WRITTEN REQUEST: Take the line that contains "Put a dot on every instance of the wooden patio table." and each line after it in the material below, and transcribe them exactly, stopping at the end.

Extracted records
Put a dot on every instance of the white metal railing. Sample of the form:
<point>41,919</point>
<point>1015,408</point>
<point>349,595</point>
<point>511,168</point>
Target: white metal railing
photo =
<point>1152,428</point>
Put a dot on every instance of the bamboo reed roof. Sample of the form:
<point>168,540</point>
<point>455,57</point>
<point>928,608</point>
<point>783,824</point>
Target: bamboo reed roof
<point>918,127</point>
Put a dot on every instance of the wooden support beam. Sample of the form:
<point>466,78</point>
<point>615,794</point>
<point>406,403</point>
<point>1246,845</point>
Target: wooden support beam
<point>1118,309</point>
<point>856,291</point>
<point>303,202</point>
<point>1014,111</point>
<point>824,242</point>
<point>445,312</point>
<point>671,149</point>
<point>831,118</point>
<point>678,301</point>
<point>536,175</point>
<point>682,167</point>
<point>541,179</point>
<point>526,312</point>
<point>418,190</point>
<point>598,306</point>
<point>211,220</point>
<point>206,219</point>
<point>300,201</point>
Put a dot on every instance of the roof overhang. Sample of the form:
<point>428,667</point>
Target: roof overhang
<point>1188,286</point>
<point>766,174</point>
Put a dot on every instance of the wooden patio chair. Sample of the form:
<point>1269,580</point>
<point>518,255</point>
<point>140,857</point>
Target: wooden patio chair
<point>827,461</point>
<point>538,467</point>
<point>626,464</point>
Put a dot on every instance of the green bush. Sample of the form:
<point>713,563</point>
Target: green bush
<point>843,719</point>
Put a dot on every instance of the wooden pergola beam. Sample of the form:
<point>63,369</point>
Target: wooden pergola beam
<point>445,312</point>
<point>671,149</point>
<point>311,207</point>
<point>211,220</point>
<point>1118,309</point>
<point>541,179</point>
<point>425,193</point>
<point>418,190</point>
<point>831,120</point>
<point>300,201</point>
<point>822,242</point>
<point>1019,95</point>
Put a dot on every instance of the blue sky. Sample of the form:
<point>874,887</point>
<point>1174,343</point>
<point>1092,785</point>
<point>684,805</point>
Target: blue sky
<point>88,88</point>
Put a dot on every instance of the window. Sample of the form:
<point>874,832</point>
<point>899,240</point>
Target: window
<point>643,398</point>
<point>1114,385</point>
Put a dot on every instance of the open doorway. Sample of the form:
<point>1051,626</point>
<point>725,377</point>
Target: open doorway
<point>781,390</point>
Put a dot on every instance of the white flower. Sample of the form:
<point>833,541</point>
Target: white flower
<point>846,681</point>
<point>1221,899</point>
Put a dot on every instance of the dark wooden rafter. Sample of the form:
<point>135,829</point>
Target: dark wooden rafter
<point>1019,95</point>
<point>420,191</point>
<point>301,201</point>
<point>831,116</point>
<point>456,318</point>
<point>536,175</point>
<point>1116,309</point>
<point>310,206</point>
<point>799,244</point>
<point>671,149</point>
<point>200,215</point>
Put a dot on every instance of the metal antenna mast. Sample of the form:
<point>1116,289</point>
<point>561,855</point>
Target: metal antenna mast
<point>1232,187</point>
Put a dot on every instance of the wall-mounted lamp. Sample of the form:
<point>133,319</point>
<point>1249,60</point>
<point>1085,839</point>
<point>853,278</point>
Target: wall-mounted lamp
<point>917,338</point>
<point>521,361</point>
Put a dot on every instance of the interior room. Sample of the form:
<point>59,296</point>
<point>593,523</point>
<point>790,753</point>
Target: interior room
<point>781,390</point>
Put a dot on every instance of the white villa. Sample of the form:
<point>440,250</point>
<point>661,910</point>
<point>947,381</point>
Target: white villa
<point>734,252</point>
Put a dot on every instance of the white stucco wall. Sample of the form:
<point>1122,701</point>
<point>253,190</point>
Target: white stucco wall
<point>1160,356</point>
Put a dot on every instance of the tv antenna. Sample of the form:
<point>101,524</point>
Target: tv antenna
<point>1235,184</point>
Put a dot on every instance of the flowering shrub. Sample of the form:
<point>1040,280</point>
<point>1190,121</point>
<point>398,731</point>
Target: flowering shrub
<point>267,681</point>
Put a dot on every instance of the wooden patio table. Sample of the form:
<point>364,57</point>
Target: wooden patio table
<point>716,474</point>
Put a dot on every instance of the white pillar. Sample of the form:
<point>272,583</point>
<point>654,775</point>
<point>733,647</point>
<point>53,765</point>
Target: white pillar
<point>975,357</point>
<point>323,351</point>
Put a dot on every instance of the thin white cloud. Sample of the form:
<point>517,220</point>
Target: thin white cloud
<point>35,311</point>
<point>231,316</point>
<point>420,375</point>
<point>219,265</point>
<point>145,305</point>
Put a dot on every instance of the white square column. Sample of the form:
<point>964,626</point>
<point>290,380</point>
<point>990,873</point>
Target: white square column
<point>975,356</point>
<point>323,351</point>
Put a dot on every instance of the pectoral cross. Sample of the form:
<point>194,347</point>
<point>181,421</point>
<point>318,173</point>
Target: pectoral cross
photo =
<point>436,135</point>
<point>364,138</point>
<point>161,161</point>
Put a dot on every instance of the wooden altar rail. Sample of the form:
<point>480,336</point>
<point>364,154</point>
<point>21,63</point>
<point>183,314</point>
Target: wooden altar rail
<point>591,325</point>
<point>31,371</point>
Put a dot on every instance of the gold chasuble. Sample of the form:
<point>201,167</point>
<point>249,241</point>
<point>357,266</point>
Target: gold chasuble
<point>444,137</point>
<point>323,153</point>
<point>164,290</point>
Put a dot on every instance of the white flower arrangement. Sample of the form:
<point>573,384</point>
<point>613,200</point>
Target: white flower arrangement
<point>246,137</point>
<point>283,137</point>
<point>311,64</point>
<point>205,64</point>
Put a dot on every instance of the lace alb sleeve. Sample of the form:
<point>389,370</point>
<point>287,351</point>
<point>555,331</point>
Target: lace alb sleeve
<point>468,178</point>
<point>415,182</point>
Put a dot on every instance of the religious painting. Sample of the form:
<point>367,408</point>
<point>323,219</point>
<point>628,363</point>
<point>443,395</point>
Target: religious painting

EXPECTED ANSWER:
Put a dot on every instance of the wooden patio table. Sample of the form:
<point>364,57</point>
Target: wooden patio table
<point>716,474</point>
Put a dot on every instance of the white pillar. Sample of the form:
<point>272,583</point>
<point>654,775</point>
<point>733,647</point>
<point>53,765</point>
Target: white pillar
<point>975,357</point>
<point>323,351</point>
Put a dot on every instance of the thin white cloud. Sample of the form:
<point>517,220</point>
Target: thin white cloud
<point>35,311</point>
<point>231,316</point>
<point>420,375</point>
<point>219,265</point>
<point>145,305</point>
Put a dot on every instance of the white square column. Sample of the form:
<point>964,626</point>
<point>290,380</point>
<point>990,873</point>
Target: white square column
<point>975,356</point>
<point>323,351</point>
Put a dot on every instance of the pectoral cross. Sample of the form:
<point>194,347</point>
<point>181,421</point>
<point>318,173</point>
Target: pectoral cross
photo =
<point>436,135</point>
<point>364,138</point>
<point>161,161</point>
Put a dot on every instance of the wooden altar rail. Sample of the form:
<point>480,336</point>
<point>364,154</point>
<point>21,63</point>
<point>183,314</point>
Target: wooden altar rail
<point>591,325</point>
<point>31,371</point>
Put a dot on every instance of the gold chasuble. Sample of the form:
<point>201,167</point>
<point>249,241</point>
<point>357,266</point>
Target: gold chasuble
<point>444,137</point>
<point>323,153</point>
<point>164,290</point>
Put a dot on every instance of the white flower arrangement. Sample of the form:
<point>573,384</point>
<point>613,200</point>
Target: white flower arrangement
<point>246,137</point>
<point>283,137</point>
<point>311,64</point>
<point>205,64</point>
Put a dot on every instance of the lace alb sleeve. Sample of the form:
<point>389,370</point>
<point>287,351</point>
<point>555,331</point>
Target: lace alb sleeve
<point>468,178</point>
<point>415,182</point>
Put a dot on every instance of the religious painting. Sample of the form:
<point>367,408</point>
<point>323,219</point>
<point>628,363</point>
<point>443,395</point>
Target: religious painting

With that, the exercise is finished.